Exercise instructions: Could you copy, word for word, only the lines from the one containing "# test: pointer drops one pin on the gravel" through the last line of the records below, both included?
#### Excerpted data ####
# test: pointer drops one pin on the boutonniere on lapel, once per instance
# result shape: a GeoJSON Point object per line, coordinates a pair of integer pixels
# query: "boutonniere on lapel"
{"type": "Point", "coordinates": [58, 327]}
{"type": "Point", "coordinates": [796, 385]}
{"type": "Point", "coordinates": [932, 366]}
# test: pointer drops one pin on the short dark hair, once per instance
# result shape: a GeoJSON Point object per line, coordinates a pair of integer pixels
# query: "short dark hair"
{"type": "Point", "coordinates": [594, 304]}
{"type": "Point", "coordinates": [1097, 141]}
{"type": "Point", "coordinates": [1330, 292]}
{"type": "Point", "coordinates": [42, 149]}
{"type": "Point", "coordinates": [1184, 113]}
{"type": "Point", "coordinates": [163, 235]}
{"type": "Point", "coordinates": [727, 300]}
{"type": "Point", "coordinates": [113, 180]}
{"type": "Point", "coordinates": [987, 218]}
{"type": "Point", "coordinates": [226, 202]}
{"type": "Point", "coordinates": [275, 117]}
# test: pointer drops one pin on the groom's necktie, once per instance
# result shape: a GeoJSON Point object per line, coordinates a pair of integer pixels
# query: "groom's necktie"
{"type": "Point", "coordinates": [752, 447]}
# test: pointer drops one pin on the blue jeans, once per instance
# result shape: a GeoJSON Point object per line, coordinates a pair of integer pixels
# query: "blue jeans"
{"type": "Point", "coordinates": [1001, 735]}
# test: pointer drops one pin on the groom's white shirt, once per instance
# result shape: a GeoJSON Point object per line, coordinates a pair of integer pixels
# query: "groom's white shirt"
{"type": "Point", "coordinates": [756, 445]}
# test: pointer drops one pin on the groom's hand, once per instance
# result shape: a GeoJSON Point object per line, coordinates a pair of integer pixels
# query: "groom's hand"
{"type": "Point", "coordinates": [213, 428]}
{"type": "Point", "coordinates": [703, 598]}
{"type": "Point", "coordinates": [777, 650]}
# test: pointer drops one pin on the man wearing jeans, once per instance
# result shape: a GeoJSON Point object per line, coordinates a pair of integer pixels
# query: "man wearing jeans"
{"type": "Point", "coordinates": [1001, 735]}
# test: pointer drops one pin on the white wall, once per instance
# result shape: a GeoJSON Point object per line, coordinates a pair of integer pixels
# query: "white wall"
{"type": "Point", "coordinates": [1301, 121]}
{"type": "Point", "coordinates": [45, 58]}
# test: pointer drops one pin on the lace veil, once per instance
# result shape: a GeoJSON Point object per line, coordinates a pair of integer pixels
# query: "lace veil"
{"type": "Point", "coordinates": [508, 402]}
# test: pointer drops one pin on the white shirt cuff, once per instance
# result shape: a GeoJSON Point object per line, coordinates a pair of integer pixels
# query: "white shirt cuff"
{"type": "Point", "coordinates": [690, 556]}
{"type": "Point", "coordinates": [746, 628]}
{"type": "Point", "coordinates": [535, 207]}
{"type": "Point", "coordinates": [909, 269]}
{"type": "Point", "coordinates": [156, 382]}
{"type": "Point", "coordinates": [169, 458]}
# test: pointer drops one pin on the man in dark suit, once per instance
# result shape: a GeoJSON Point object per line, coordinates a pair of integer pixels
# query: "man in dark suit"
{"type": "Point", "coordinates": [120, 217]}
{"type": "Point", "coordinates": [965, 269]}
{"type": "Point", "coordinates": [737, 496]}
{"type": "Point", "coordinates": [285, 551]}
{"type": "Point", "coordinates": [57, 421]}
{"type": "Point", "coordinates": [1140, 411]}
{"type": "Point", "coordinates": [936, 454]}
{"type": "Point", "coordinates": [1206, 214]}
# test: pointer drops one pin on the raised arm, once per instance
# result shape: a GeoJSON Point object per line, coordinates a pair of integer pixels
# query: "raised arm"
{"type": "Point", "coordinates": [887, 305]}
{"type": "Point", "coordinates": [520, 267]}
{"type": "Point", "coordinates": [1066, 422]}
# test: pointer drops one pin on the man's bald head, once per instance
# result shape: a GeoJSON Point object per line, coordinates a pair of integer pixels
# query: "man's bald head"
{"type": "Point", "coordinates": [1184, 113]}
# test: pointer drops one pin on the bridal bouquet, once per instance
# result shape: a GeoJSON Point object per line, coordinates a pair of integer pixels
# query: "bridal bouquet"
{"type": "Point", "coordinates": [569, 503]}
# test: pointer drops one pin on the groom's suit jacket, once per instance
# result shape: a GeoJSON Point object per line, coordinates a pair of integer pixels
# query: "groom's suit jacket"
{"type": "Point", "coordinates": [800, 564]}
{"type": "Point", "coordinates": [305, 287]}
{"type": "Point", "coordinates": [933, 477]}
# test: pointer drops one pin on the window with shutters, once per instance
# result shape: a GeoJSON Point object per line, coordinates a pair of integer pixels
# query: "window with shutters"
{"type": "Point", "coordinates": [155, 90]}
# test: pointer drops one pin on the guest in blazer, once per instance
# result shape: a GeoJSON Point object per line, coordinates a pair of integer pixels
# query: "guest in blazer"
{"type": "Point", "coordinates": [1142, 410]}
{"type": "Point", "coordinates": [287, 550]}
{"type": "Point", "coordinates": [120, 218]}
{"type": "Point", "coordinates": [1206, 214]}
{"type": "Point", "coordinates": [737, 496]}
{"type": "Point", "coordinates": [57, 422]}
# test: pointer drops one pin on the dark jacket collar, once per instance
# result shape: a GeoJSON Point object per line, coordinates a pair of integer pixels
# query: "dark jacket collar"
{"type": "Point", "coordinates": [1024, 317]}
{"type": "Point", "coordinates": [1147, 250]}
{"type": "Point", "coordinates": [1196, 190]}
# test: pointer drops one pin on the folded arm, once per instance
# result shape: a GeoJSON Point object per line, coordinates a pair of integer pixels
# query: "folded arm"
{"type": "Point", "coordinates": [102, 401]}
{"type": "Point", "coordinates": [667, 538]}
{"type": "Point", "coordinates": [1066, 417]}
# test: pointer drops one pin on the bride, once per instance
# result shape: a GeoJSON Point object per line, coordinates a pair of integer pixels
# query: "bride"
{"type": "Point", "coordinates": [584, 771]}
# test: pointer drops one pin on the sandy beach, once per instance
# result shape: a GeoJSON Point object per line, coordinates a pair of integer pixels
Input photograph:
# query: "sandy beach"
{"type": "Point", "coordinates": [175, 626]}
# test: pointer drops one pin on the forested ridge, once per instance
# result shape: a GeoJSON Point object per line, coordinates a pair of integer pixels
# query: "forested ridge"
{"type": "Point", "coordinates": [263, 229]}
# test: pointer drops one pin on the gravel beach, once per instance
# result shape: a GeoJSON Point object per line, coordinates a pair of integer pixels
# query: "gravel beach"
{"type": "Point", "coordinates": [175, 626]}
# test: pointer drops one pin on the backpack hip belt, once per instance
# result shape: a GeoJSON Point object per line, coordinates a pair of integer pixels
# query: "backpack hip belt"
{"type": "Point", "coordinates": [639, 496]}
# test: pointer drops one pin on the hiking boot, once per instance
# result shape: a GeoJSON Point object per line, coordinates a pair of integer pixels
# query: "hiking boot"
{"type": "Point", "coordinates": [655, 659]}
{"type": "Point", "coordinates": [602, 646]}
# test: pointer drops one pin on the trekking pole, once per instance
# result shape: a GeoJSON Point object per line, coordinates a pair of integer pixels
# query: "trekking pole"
####
Task solution:
# test: pointer drops one pin on the gravel beach, once per instance
# result shape: a GeoJSON Point object per line, coordinates a pair of integer pixels
# query: "gravel beach"
{"type": "Point", "coordinates": [175, 626]}
# test: pointer drops one pin on the backpack hip belt, once per instance
# result shape: a GeoJSON Point object per line, coordinates a pair of integer pixels
# query: "backpack hip belt"
{"type": "Point", "coordinates": [639, 496]}
# test: pointer drops one pin on the hiking boot, once per instance
# result shape: a GeoJSON Point object per line, coordinates a pair of integer pixels
# query: "hiking boot"
{"type": "Point", "coordinates": [655, 659]}
{"type": "Point", "coordinates": [602, 646]}
# test: pointer drops one pin on the trekking pole, once per instance
# result shape: a GeoJSON Point object per line, coordinates a pair of integer pixels
# query: "trekking pole"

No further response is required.